◆ EXCERPTED PASSAGE:
Starting High School (The Long March)

To reflect back on our youth through the dusky lens of time can produce as many different emotions as they’re people. Some will be embarrassed or ashamed. With 20/20 hindsight many will lament the wrong choices made or the paths not taken. But the past is all water under the bridge. You can piss and moan about it or you can reflect on it. Chart the journey you and society took. To arrive at an understanding as to why were on the road to ruin today.

I have been personally fortunate to retain a fairly good memory of the events of my youth. Considering that I have partaken a  sampling of just about everything on more then one occasion.

It was a time of teacher turnover.  About 2/3 of them were “old school” they had been there since the late forties, and were nearing retirement. The Beatles and Twiggy had turned fashion upside down. The “old school” tried to apply some brakes. They had tried to enforce a “dress code”, specifically on boy’s hair (too long) and girls skirts (too short) sending individuals home with a note to their parents.  In the end of course they were simply overwhelmed.

Speaking for myself,  it was soooo hard… to concentrate on the lessons when You, a young man are surrounded by all those …young female thighs wrapped in… pantyhose.

For guys (and women) who would like to reminisce about those days I recommend this link.  It’s full of nostalgia from the times of pay phones, electric typewriters, and standard transmission.

As the “old school” left, the “new school” arrived. Young teachers in their mid to late twenties. Fresh from the teachers colleges. Civics and Social Studies were the courses where the seeds of a new political and ideological agenda could be planted. And they were planted in our “young skulls full of mush”.

◆ COMPLETE THE FOLLOWING:
1/ Answer these questions about the high school reminiscence:
(a) About what fraction of the teachers were "old school"?
(b) What two things did the dress code specifically target?
(c) How old were the young teachers who arrived as the "new school"?
2/ Rewrite the part of the high school reminiscence starting at "Starting High School" and ending at "to ruin today.", putting "ancient history" in place of "water under the bridge".
3/ List every item the high school reminiscence names from the times that the recommended link recalls with nostalgia.

(Coordinate annotation entries)
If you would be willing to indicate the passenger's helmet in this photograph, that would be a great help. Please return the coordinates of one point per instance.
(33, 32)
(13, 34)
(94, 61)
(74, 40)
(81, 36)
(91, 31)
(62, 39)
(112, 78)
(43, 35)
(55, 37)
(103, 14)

◆ THE ANSWERS:
1/
(a) About 2/3 of them.
(b) Boys' hair, which was too long, and girls' skirts, which were too short.
(c) They were in their mid to late twenties.

2/
Starting High School (The Long March)

To reflect back on our youth through the dusky lens of time can produce as many different emotions as they’re people. Some will be embarrassed or ashamed. With 20/20 hindsight many will lament the wrong choices made or the paths not taken. But the past is all ancient history. You can piss and moan about it or you can reflect on it. Chart the journey you and society took. To arrive at an understanding as to why were on the road to ruin today.

3/ Pay phones, electric typewriters, standard transmission